- [WHAT TO DO]
Resume the Julia code for the nonnegative Flux layer from its final line and continue it.

- [TEXT]
For completeness, here is the working code. I added a switch use_nonneg to use the custom layer (with a working nonnegativity constraint) or a standard Dense layer. I also cleaned up the output. Thanks again for the help!
using Plots
using Distributions
using Flux
using Flux: mse, @treelike
#
##### GENERATE DATA #########
#
num_samples = 50
x_noise_std = 0.01
y_noise_std = 0.1
function generate_data()
x = reshape(range(-π/2, stop=π/2, length=num_samples), num_samples, 1)
y_noise = rand(Normal(0,y_noise_std), num_samples)
y = sin.(x).^2 .- 0.25 .+ y_noise
return x', y'
end
X, Y = generate_data() # Training data of shape (1,50)
#
##### CUSTOM LAYER #########
#
struct Nonneg{F,S<:AbstractArray,T<:AbstractArray}
W::S
b::T
σ::F
end
Nonneg(W, b) = Nonneg(W, b, identity)
# Default activation function softplus keeps output non-negative without depressing fits to peaks
function Nonneg(in::Integer, out::Integer, σ=softplus)
return Nonneg(randn(out, in), randn(out), σ)
end
Flux.@functor Nonneg # makes trainable
function (a::Nonneg)(x::AbstractArray)
a.σ.(a.W * x .+ a.b)
end
# @treelike Nonneg # some say to use @treelike, but it's not used in the Flux definition of Dense
#
##### CALLBACK & PLOTS #########
#
LossLog = []
LossLog_T = []
function evalcb()
loss_value = loss(X, Y)
push!(LossLog,loss_value)
push!(LossLog_T,length(LossLog))
if mod(length(LossLog),500)==1
update_loss_plot()

- [DATA ROWS]
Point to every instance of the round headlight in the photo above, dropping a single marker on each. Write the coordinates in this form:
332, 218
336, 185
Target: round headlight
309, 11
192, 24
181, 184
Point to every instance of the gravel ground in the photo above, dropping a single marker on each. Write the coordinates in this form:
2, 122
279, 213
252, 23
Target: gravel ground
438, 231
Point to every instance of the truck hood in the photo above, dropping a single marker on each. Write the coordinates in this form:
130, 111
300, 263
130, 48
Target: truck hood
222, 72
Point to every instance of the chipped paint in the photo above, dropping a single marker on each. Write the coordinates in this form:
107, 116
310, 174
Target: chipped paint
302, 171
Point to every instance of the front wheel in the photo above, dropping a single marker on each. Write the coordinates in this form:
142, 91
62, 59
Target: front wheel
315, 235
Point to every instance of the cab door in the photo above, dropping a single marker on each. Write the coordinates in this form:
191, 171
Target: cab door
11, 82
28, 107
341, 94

- [THE RESULT]
end
end
function update_loss_plot()
p_loss = plot(LossLog_T, LossLog, ylabel="Loss", xlabel="Index", yscale=:log10, legend=false)
IJulia.clear_output(true)
display(p_loss)
return p_loss
end
function plot_with_fit(x, y, yfit, label)
return plot([x x], [y yfit]; color=[:black :red],lw=[0 2], marker=[:circle :none], label=["Data" "Fit"], legend=:top, ylabel="Data & Fit")
end
#
##### MODEL / TRAINING ###############
#
use_nonneg = true # use custom (non-negativity) layer or Dense?
n = 10 # neurons in hidden layers
layer = use_nonneg ? Nonneg(n, 1) : Dense(n, 1)
m = Chain(Dense(1,n,tanh),Dense(10,n,tanh),layer) #Chain(layer)
opt = ADAM()
dataset = [([a], [b]) for (a,b) in zip(X, Y)]
loss(x, y) = mse(m(x), y)
for idx = 1 : 100
Flux.train!(loss, Flux.params(m), dataset, opt; cb=evalcb)
end
p_loss = update_loss_plot() #final update
p_fit = plot_with_fit(X', Y', m(X)', "Data & Fit")
IJulia.clear_output(true)
plot(p_loss, p_fit,layout=(2,1))